Natural language region descriptions:
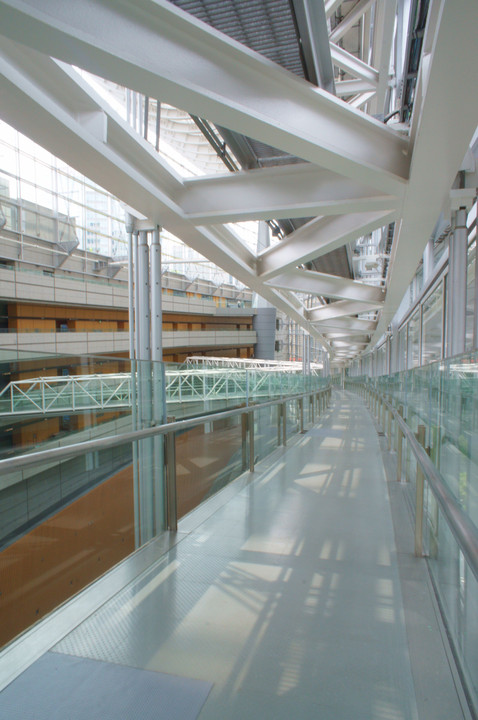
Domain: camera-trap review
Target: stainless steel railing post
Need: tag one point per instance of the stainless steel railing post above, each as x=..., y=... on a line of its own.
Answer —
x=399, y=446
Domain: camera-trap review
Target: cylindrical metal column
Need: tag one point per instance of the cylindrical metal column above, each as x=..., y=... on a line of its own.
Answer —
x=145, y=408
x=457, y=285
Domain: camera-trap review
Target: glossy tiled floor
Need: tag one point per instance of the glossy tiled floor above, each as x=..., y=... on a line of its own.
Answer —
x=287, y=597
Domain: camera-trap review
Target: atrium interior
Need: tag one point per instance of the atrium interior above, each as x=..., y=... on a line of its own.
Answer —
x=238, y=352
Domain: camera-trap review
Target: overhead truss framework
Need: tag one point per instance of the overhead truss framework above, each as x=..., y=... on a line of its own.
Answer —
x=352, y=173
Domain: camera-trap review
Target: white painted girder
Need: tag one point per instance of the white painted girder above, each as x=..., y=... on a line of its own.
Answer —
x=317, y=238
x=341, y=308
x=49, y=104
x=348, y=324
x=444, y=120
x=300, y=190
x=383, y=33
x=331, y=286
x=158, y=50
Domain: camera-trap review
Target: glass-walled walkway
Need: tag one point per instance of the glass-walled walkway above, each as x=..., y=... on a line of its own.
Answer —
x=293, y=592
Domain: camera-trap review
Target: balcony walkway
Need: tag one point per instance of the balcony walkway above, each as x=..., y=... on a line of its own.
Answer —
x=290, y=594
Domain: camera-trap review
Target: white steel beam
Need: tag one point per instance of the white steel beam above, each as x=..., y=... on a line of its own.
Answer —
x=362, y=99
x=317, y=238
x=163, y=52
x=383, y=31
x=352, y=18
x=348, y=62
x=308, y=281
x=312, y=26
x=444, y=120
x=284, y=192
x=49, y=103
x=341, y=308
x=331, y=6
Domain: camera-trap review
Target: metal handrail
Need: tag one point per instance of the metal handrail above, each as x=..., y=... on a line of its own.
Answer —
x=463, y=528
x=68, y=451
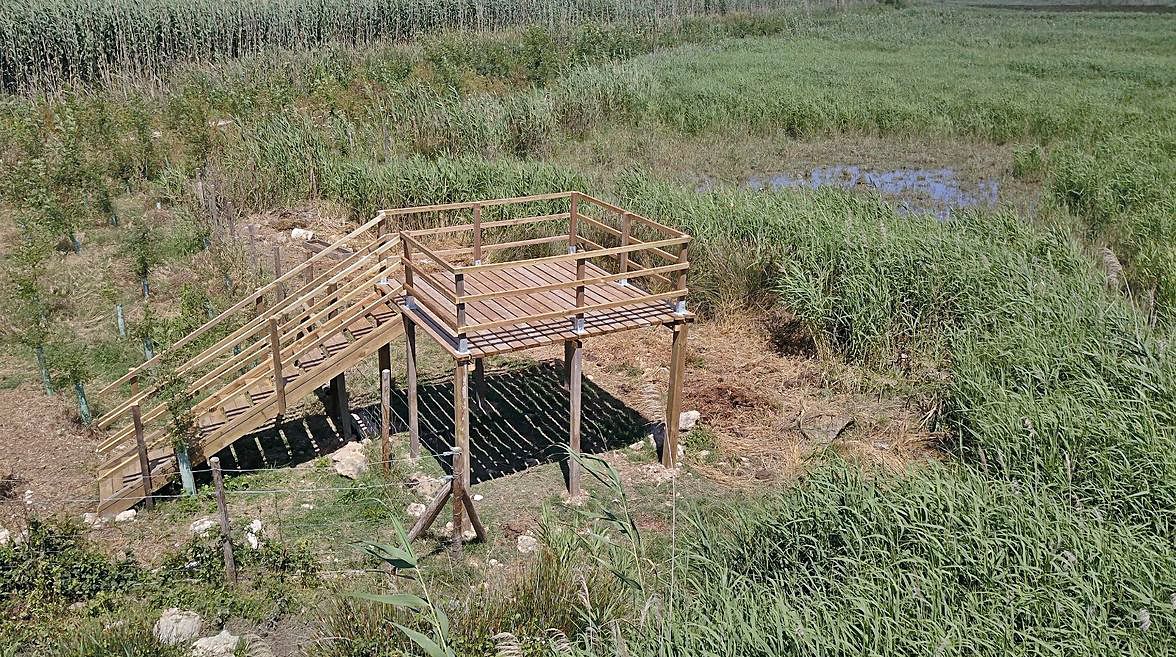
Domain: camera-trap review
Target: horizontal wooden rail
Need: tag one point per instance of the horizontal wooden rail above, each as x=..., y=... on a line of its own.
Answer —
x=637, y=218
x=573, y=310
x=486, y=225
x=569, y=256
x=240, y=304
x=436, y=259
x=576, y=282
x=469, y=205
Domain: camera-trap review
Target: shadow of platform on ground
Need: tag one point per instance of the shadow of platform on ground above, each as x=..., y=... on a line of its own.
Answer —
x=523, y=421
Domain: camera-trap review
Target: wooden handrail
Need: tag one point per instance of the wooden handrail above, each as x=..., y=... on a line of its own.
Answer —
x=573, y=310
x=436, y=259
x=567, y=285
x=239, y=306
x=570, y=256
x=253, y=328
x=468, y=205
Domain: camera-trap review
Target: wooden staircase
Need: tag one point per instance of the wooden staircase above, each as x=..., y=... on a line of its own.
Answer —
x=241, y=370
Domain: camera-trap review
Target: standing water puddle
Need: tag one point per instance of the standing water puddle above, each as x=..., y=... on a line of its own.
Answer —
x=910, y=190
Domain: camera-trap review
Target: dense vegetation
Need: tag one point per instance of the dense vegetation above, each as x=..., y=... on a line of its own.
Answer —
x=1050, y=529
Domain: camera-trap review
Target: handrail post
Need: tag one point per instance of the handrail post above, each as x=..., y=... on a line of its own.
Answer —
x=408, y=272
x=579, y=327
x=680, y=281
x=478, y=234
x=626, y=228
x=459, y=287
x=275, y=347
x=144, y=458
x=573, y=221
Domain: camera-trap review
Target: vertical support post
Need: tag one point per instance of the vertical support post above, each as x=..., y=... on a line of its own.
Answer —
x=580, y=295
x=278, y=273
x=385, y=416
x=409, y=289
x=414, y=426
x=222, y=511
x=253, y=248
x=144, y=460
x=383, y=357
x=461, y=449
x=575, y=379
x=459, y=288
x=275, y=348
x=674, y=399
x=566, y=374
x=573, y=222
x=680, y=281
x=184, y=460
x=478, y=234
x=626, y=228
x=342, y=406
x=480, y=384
--
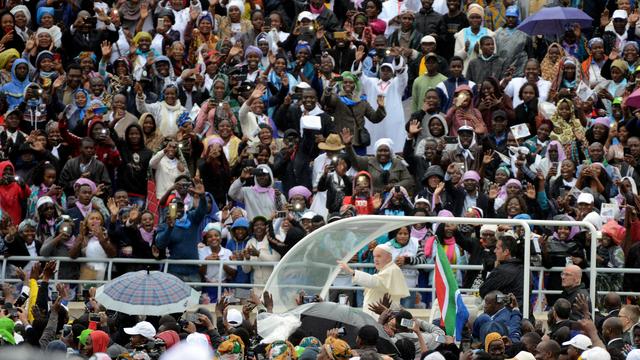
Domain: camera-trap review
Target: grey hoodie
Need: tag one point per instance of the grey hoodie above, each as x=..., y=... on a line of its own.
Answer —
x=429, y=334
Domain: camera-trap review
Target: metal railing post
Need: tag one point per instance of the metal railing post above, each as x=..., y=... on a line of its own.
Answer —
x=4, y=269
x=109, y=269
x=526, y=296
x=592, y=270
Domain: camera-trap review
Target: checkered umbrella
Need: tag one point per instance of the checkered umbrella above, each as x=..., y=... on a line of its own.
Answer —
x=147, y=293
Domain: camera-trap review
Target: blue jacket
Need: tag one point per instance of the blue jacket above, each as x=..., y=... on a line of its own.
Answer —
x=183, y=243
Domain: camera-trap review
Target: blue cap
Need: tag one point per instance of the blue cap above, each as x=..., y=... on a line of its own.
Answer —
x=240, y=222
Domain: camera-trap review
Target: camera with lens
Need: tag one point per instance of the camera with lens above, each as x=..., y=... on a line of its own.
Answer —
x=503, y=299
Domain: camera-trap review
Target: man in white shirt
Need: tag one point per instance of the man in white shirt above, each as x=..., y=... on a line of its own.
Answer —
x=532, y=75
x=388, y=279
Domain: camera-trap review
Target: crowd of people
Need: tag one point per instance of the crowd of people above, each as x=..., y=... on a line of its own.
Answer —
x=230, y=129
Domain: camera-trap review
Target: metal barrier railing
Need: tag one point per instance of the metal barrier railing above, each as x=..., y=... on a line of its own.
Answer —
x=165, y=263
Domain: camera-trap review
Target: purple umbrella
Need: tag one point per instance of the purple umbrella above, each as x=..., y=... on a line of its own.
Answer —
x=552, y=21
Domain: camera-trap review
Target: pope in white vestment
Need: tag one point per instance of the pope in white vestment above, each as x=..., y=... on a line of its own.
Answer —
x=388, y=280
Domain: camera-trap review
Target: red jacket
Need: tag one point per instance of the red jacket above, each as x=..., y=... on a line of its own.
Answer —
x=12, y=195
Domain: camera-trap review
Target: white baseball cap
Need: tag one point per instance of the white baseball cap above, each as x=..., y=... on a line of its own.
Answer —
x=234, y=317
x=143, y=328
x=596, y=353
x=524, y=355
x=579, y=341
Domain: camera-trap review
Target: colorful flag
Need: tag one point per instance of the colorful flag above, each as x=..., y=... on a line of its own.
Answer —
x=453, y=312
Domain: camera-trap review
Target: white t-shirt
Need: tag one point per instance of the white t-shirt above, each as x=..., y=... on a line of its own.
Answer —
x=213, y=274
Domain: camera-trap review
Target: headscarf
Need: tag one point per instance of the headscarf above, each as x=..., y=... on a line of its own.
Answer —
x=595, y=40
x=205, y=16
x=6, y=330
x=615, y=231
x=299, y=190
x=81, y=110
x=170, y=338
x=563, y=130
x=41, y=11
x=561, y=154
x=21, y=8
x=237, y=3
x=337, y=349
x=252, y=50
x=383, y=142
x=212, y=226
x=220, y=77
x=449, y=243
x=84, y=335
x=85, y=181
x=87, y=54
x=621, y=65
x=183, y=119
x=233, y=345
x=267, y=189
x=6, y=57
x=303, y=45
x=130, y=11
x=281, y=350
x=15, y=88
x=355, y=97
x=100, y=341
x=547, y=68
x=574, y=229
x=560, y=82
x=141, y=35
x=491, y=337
* * *
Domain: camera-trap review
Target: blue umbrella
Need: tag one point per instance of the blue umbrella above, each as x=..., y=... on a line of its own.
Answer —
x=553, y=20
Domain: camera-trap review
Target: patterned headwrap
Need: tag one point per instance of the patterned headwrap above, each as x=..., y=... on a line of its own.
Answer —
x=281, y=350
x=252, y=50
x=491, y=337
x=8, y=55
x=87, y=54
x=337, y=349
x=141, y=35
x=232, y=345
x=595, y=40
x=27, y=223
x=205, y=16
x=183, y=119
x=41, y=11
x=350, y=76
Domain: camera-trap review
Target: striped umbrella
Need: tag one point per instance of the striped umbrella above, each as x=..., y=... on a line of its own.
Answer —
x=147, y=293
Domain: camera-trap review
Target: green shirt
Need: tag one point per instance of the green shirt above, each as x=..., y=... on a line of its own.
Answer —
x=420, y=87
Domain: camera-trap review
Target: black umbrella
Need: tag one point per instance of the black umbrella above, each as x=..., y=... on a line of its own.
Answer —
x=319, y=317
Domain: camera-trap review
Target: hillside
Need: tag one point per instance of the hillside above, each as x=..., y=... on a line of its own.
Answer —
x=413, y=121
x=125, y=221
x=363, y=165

**WHAT YOU SHOULD DO**:
Extract every line of the records above that contains the word "grey".

**RESULT OF THE EXERCISE**:
Target: grey hoodie
Need: tag one point per instance of the grey hoodie above, each as x=..., y=... on a line of its own.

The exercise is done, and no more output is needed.